• Directions:
1. Answer these about the forum thread on video codecs:
(a) What quantisation maximum does the first poster credit XviD with, compared with DivX?
(b) Which two codecs does the first poster name as examples of independent, non-commercial teams getting the best results?
(c) What quantizer and matrix settings does -h suggest for absurdly good XviD quality?
2. Reproduce the forum thread on video codecs starting at "But I want to" and ending at "very good examples).", swapping "creators" out for "authors".

• Document text:
:::::

But I want to say that XviD (compared to all other MPEG4 codec) is highly developed in this way. (I'm always searching for professional-studio-quality-level-MPEG4-codec) Maybe becase of '1' quantisation maximum (instead of '2' in DivX). So thanks to its creators and developers. I like the idea of independent team... Usually 'independend' and 'not commercial' teams get the best results in questions of digital coding (LAME and XviD are very good examples).
So.. the question is.. why ANY MPEG4 codec (XviD or DivX or any other) is still not so good as MPEG2 codec (TMPGEnc)?

Koepi
25th March 2002, 08:41
?

You're just kidding and want to freak us out, right?

-h
25th March 2002, 09:57
I've often wondered about this, and am going to look for the MPEG-2 spec to see exactly how this is possible.

I personally think it's a ruse. TMPGEnc uses a number of tricks which actually lowers quality dramatically (just step through a clip frame-by-frame that uses B-frames... you'll see what I mean) as well as motion masking which is painful to watch.

If you want absurdly good quality, set XviD's quantizer to 2, and the custom quantization matrices to all 8's. Should produce an enormous file, too.

-h

Bishep
25th March 2002, 12:45
If you want absurdly good quality, set XviD's quantizer to 2, and the custom quantization matrices to all 8's. Should produce an enormous file, too.

:::::

• Stored records:
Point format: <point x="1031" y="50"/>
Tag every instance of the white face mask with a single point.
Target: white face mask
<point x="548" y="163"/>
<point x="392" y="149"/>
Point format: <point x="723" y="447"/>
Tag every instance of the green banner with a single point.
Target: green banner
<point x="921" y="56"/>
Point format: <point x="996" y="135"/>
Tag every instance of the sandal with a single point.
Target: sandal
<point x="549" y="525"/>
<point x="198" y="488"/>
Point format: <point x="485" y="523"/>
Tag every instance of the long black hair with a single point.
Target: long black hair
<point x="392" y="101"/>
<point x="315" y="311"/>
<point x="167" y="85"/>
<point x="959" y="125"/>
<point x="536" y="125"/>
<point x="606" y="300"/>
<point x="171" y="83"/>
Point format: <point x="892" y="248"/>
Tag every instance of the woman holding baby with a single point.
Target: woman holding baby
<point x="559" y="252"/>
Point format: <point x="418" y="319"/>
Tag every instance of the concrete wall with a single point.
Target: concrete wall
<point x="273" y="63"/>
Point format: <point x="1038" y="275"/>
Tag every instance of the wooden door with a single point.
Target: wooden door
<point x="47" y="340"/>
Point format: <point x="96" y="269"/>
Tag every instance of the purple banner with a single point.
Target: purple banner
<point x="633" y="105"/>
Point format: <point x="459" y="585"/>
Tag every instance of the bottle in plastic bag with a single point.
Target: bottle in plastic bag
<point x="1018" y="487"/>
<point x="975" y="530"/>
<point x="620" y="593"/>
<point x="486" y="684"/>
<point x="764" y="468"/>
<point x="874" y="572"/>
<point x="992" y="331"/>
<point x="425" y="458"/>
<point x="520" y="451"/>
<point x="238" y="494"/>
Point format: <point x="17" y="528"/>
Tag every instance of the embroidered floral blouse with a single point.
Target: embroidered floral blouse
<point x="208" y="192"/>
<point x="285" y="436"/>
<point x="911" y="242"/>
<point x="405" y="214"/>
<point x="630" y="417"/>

:::::

• Solution list:
1.
(a) A maximum of '1' for XviD, instead of '2' in DivX.
(b) LAME and XviD.
(c) Set the quantizer to 2 and the custom quantization matrices to all 8's.

2.
But I want to say that XviD (compared to all other MPEG4 codec) is highly developed in this way. (I'm always searching for professional-studio-quality-level-MPEG4-codec) Maybe becase of '1' quantisation maximum (instead of '2' in DivX). So thanks to its authors and developers. I like the idea of independent team... Usually 'independend' and 'not commercial' teams get the best results in questions of digital coding (LAME and XviD are very good examples).